*Directions*.
Shift each answer coordinate in the data below by adding 96 to both its x and y values, then write out every line of the data again. Any coordinates outside the answers stay unchanged.

# start of Material

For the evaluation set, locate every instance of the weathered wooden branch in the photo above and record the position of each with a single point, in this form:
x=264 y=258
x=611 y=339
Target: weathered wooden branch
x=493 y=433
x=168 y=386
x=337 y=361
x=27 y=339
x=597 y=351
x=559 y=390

# end of Material

*Result for this task*.
For the evaluation set, locate every instance of the weathered wooden branch in the photo above and record the position of each with a single point, in this form:
x=264 y=258
x=611 y=339
Target: weathered wooden branch
x=589 y=529
x=264 y=482
x=433 y=457
x=123 y=435
x=693 y=447
x=655 y=486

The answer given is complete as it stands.